(Entries for labeling object positions)
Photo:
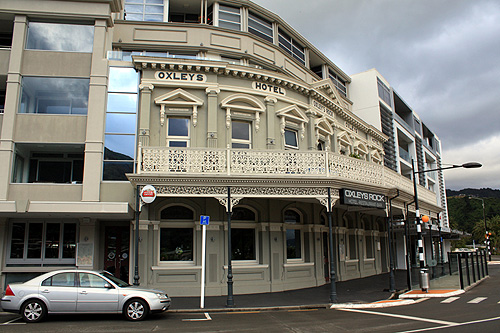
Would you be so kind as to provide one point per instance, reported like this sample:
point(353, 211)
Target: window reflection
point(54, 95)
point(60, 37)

(Job)
Quote every line of the data above verbatim, leaving out the pictures.

(Reply)
Photo:
Would you be so kind as to provide one point per instance, reported like this sample:
point(353, 211)
Target: window reflection
point(54, 95)
point(60, 37)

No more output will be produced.